* _Work to do_
Only the lines starting at the one that contains "task | place a point on the bare tree, one" and running to the end should be repeated, exactly as written.

◇ ◇ ◇ ◇ ◇

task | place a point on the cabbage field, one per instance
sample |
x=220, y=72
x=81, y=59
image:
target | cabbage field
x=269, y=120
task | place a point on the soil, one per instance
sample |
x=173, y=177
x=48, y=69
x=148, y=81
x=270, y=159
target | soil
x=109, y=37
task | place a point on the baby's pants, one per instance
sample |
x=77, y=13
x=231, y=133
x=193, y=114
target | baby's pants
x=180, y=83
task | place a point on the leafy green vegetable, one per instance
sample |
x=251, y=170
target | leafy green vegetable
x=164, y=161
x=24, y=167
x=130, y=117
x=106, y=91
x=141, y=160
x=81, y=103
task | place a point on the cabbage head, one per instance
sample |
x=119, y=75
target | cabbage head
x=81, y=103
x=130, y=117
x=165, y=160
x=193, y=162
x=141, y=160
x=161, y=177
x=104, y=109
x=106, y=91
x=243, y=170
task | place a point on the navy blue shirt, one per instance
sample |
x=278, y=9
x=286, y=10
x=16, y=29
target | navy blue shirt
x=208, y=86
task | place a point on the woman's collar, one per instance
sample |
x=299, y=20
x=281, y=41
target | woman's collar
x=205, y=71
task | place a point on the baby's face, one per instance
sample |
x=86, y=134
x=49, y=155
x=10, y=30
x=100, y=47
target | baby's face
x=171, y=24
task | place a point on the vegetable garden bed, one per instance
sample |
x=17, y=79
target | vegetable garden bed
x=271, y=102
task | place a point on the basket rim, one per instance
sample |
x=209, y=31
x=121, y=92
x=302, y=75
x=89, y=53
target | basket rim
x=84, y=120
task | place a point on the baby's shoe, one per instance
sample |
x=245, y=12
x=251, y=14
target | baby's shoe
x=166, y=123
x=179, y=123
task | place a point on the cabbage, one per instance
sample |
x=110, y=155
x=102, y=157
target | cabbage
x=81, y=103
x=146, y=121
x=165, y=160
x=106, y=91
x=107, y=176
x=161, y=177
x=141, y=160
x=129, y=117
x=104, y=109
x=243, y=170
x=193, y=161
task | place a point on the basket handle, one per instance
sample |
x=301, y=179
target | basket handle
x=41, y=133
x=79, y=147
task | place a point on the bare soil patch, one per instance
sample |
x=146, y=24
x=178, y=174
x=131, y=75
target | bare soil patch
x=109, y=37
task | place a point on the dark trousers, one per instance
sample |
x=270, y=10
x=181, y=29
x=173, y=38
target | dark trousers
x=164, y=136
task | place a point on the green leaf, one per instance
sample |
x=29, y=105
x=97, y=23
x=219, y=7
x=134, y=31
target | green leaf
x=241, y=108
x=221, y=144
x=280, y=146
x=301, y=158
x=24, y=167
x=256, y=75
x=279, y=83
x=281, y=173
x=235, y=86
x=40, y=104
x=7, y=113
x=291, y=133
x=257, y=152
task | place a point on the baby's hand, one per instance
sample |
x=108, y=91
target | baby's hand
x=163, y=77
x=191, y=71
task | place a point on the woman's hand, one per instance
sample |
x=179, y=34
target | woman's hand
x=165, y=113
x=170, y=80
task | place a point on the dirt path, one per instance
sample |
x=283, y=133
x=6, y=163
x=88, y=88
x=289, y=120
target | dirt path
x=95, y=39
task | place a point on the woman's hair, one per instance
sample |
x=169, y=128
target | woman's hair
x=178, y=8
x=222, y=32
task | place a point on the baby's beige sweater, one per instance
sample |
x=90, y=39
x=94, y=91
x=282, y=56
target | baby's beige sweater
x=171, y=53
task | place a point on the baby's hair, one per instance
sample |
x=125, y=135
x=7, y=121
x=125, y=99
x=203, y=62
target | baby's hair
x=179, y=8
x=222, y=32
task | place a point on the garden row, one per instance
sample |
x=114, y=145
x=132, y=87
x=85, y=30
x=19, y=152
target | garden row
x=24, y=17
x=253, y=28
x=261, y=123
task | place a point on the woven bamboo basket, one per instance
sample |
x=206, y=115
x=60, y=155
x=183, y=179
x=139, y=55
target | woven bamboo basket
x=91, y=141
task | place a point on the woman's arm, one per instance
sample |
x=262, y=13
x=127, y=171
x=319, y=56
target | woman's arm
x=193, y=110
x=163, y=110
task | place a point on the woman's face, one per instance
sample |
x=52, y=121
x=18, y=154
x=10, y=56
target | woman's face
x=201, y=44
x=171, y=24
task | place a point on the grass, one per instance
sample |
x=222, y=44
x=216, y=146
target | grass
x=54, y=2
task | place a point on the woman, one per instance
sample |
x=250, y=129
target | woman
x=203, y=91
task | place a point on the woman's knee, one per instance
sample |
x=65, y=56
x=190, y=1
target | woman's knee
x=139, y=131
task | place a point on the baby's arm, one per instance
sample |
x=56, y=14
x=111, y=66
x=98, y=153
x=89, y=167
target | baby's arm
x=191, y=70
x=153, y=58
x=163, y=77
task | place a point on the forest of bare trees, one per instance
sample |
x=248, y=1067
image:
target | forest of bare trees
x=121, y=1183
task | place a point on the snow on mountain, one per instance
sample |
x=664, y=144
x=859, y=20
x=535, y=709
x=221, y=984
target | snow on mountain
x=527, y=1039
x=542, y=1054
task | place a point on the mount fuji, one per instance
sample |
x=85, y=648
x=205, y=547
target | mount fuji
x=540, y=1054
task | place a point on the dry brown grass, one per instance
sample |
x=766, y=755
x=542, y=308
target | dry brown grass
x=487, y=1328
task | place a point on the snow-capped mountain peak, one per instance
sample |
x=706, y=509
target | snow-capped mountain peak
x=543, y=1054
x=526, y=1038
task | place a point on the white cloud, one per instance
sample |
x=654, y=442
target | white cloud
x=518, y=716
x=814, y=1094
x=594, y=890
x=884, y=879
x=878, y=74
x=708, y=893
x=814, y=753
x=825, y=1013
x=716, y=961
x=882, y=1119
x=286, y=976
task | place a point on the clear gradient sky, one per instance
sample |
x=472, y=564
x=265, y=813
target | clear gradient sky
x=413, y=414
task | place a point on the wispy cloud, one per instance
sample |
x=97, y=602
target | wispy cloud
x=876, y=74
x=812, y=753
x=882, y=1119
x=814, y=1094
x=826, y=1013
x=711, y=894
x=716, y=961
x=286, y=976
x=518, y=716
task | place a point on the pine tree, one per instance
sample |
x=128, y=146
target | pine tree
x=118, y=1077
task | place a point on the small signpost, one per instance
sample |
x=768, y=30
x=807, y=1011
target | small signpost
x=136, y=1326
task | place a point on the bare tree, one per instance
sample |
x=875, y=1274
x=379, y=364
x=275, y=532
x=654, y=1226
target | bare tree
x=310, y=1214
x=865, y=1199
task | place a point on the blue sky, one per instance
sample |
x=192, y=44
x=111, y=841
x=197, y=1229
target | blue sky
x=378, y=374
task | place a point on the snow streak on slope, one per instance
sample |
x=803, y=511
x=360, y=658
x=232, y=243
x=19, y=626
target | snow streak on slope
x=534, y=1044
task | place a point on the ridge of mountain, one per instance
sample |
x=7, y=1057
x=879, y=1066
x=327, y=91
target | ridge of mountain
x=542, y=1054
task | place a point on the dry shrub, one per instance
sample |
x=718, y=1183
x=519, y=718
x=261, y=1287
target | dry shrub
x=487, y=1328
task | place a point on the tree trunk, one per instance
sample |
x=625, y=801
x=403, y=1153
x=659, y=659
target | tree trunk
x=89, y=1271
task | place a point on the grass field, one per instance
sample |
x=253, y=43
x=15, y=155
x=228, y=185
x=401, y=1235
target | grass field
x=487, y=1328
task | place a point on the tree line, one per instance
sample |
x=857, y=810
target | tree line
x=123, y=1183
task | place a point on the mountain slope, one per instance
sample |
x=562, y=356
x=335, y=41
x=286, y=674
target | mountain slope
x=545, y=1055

◇ ◇ ◇ ◇ ◇

* _Exercise answer_
task | place a point on the bare tree, one per instance
sample |
x=875, y=1274
x=379, y=364
x=275, y=532
x=654, y=1226
target | bare tree
x=310, y=1214
x=865, y=1199
task | place a point on the blue sky, one per instance
sample |
x=192, y=44
x=111, y=841
x=197, y=1229
target | blue sky
x=378, y=374
task | place a point on the snow streak on slope, one per instance
sample |
x=803, y=511
x=360, y=658
x=232, y=243
x=19, y=626
target | snow streak on slope
x=534, y=1044
task | place a point on the ridge of mountain, one per instance
sample |
x=7, y=1057
x=879, y=1066
x=327, y=91
target | ridge of mountain
x=542, y=1054
task | place a point on the dry shrub, one per instance
sample |
x=718, y=1183
x=519, y=718
x=261, y=1287
target | dry shrub
x=487, y=1328
task | place a point on the tree trunk, one per instance
sample |
x=625, y=801
x=403, y=1153
x=659, y=659
target | tree trunk
x=89, y=1271
task | place a point on the grass field, one per instance
sample |
x=253, y=43
x=15, y=155
x=228, y=185
x=401, y=1235
target | grass field
x=487, y=1328
task | place a point on the tree line, one per instance
sample |
x=857, y=810
target | tree line
x=123, y=1183
task | place a point on the mountain slope, one per instance
sample |
x=562, y=356
x=335, y=41
x=286, y=674
target | mountain slope
x=545, y=1055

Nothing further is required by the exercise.